◆ Your assignment ◆
Where does the string "strapped" appear in the records? Copy each line that holds it.

◆ Record set ◆
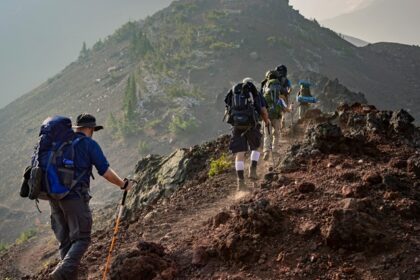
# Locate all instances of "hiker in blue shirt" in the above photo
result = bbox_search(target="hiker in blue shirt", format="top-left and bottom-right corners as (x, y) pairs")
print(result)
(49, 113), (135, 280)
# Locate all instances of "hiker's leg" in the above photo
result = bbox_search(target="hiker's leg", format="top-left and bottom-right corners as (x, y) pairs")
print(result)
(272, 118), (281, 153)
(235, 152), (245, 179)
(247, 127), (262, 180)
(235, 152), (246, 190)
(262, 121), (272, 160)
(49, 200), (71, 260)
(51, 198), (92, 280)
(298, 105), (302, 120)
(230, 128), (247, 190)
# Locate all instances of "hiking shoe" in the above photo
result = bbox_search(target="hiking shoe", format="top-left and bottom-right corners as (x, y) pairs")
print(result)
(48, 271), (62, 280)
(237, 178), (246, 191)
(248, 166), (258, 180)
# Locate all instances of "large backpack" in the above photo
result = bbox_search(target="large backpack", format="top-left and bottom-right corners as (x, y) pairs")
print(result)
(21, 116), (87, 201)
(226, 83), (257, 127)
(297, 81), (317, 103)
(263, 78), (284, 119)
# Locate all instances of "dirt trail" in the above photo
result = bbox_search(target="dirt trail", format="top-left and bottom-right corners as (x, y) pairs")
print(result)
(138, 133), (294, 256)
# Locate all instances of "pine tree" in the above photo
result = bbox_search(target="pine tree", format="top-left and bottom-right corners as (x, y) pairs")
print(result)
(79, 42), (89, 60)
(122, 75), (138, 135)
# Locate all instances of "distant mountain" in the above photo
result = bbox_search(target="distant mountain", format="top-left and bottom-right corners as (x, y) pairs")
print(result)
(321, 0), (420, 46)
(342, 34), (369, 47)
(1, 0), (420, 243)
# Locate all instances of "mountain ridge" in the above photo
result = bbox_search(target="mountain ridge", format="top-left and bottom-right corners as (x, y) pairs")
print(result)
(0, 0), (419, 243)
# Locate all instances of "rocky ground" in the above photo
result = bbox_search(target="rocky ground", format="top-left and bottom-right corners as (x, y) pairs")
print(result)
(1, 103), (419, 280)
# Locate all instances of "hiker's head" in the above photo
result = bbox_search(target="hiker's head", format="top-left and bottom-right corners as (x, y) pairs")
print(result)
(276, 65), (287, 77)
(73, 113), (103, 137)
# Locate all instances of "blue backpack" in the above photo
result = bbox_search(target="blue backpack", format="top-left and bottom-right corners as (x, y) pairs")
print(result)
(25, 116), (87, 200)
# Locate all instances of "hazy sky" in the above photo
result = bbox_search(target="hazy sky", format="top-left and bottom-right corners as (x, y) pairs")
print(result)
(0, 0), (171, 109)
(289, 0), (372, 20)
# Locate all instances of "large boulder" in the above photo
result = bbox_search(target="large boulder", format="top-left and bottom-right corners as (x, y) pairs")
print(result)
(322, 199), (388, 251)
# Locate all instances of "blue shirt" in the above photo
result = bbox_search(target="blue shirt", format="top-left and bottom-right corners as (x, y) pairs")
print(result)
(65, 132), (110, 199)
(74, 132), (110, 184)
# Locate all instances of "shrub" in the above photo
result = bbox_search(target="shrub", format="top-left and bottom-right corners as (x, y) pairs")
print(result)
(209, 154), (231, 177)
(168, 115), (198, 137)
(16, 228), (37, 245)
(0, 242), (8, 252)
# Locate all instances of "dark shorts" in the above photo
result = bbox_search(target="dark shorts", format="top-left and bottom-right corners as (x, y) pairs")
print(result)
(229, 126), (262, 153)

---

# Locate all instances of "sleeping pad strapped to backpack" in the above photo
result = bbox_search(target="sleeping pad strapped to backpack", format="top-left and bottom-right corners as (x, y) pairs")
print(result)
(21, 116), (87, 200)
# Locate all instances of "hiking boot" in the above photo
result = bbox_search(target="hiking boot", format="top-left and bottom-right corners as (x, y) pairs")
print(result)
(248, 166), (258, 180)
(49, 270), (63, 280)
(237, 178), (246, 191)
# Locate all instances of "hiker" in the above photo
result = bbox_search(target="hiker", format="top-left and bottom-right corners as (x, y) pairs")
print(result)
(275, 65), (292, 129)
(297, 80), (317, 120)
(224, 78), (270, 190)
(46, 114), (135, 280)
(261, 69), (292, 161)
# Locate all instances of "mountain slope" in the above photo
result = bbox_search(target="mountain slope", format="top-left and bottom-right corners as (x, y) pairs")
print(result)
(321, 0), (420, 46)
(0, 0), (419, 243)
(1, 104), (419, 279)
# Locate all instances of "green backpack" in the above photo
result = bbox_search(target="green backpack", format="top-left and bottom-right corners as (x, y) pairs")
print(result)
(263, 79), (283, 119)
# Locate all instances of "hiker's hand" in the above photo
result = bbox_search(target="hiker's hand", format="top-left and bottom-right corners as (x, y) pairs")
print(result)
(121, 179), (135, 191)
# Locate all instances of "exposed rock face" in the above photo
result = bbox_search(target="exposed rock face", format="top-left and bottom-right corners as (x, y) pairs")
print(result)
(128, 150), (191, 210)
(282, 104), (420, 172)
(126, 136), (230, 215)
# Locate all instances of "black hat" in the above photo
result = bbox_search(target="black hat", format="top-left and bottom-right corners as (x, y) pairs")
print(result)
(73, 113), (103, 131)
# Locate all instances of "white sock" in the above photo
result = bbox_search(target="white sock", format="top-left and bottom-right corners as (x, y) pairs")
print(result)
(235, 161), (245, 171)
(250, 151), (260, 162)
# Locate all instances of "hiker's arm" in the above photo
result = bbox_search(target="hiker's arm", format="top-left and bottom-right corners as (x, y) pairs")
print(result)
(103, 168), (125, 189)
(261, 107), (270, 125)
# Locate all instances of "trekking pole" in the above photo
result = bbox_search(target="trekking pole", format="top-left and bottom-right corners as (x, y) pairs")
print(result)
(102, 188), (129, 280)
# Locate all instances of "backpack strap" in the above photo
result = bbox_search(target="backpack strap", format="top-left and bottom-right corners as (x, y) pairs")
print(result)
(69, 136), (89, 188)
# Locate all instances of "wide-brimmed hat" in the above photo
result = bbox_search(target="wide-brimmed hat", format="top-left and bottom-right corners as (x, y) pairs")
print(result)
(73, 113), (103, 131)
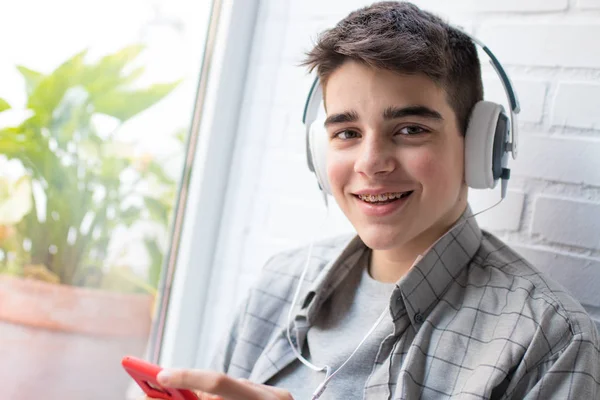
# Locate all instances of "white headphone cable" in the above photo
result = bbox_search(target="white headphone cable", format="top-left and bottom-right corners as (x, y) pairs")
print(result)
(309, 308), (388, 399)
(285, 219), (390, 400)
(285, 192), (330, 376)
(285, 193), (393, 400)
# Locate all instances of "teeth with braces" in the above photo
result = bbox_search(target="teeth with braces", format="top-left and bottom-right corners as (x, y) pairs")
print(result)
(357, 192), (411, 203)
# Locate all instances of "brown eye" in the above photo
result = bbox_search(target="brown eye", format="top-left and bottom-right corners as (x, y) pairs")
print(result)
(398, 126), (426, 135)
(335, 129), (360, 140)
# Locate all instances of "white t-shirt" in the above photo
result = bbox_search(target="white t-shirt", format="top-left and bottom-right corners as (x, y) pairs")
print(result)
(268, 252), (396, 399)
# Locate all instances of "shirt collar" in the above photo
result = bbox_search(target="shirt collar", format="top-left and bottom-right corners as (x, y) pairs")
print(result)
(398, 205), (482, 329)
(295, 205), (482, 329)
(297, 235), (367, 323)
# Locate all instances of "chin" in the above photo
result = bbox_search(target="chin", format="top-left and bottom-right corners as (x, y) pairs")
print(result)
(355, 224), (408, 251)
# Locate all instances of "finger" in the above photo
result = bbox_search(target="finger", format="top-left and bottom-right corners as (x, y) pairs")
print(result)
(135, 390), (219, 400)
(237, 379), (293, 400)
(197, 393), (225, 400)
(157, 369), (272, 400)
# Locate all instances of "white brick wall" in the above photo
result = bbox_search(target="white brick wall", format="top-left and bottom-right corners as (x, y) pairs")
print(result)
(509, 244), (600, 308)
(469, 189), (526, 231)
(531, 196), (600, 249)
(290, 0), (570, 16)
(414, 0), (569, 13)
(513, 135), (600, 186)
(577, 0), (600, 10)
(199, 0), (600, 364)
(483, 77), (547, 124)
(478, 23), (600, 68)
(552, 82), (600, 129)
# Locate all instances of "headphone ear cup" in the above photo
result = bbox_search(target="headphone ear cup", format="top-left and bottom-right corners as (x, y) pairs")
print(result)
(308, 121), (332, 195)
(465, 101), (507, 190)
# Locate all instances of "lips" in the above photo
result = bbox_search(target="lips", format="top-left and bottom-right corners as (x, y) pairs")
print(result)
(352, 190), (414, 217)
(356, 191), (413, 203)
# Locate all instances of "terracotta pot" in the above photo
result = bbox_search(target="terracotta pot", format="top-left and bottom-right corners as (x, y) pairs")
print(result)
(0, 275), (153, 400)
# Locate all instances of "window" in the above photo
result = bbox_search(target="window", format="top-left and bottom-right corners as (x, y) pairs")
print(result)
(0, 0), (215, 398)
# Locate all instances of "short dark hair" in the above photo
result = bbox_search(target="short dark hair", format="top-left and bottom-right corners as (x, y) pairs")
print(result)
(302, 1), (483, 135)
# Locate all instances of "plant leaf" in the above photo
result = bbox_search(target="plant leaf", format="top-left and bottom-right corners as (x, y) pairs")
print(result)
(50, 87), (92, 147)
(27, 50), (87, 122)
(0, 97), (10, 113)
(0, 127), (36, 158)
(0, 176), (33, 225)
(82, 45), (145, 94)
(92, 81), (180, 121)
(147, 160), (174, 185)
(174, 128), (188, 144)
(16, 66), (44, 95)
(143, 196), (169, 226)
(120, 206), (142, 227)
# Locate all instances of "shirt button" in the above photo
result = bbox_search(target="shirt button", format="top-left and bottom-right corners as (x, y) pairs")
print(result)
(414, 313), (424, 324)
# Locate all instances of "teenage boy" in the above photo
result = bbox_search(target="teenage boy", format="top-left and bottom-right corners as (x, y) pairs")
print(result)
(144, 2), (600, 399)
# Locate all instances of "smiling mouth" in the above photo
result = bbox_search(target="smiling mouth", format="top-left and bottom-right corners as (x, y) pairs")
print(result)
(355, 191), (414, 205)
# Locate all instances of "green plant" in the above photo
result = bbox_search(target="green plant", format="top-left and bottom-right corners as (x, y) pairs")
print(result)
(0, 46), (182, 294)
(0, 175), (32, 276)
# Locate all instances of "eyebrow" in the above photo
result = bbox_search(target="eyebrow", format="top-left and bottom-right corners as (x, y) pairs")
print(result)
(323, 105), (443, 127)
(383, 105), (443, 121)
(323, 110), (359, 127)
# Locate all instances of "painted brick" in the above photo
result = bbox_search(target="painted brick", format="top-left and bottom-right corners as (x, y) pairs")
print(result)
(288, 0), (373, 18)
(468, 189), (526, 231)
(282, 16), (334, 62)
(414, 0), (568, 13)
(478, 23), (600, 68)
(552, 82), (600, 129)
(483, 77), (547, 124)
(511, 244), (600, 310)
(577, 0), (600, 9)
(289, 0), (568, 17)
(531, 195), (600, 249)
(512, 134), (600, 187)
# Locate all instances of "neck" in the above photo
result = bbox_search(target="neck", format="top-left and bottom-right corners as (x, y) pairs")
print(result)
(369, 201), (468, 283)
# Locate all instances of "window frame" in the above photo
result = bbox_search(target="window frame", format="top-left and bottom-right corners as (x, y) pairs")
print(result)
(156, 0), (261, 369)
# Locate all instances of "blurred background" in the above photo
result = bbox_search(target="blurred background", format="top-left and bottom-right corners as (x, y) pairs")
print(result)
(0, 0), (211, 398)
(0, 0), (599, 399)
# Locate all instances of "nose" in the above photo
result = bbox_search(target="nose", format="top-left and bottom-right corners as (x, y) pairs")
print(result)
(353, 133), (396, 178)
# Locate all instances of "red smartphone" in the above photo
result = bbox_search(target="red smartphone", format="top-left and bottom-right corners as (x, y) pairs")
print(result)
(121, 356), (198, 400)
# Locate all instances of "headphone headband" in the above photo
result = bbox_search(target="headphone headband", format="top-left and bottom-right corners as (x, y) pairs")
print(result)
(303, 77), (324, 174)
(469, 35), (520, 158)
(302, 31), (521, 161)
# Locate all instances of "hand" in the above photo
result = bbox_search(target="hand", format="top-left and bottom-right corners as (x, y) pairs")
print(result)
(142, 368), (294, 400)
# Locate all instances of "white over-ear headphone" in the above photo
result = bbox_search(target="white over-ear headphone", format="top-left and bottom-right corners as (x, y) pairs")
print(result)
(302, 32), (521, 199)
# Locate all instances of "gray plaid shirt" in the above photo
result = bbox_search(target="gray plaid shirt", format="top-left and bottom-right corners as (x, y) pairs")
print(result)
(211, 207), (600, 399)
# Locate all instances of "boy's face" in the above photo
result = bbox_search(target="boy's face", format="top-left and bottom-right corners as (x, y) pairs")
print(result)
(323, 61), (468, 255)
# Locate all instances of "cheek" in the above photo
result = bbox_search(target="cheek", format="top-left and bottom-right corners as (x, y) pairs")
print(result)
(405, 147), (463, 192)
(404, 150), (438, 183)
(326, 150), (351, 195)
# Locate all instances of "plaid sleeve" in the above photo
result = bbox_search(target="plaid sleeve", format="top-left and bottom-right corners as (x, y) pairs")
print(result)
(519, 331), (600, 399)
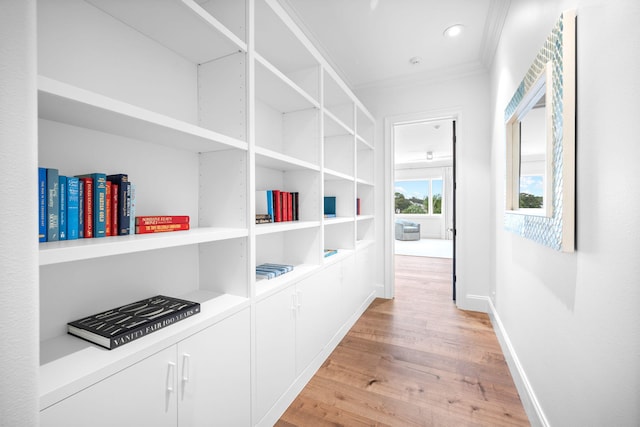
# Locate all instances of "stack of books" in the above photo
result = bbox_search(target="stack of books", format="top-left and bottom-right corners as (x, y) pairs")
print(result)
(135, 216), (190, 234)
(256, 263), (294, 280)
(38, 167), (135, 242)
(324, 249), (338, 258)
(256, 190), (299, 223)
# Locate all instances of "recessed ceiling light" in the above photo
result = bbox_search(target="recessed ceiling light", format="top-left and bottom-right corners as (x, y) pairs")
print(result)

...

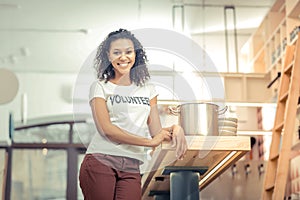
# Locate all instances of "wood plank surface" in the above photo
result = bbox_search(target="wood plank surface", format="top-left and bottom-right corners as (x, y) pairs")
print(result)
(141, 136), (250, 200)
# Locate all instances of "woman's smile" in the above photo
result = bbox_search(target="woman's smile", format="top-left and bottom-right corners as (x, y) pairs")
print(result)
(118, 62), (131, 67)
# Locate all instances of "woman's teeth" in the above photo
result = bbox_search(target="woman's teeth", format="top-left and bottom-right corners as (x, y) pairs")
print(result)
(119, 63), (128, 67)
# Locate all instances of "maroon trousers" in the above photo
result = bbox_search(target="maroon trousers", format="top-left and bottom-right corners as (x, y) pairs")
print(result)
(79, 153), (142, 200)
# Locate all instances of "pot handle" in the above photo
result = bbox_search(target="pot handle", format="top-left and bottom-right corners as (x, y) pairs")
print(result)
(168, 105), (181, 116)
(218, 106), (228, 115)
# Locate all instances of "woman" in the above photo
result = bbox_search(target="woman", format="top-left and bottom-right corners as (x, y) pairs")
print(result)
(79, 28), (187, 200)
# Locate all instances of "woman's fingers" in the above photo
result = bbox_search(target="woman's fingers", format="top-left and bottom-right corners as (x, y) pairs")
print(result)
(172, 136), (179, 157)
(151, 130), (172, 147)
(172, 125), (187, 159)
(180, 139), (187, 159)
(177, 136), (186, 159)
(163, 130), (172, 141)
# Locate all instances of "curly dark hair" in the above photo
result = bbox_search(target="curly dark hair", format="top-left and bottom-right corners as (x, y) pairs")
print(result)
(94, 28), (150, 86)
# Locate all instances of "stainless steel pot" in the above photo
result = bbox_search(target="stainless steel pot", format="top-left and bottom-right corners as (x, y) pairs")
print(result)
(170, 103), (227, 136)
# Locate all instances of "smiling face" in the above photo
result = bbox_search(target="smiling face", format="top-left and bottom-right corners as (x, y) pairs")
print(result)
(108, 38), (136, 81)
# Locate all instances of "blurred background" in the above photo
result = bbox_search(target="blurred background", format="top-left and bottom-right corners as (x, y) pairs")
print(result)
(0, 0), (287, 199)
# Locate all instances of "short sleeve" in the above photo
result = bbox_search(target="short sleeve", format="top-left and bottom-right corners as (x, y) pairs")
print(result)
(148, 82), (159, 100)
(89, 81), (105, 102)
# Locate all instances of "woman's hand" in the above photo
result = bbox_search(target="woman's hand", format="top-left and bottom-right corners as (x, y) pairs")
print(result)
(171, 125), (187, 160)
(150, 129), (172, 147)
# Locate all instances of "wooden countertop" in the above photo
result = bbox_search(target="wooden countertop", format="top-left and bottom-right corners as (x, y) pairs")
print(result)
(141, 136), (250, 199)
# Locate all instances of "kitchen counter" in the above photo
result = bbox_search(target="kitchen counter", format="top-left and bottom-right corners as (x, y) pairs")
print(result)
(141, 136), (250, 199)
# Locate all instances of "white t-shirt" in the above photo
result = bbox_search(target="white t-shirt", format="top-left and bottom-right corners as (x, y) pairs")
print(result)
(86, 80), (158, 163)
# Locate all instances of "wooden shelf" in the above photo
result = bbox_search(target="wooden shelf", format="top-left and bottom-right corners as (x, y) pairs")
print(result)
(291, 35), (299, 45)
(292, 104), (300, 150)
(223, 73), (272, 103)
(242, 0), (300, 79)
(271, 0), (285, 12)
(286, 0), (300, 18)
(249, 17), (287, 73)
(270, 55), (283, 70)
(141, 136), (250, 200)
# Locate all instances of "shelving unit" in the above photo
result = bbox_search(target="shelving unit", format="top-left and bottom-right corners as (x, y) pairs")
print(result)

◆ Response ◆
# Locate all instances of "sleeping pad strapped to backpack" in the above photo
result = bbox_search(target="sleeping pad strapped to backpack", format="top-left and bottom-right corners as (x, y) pairs")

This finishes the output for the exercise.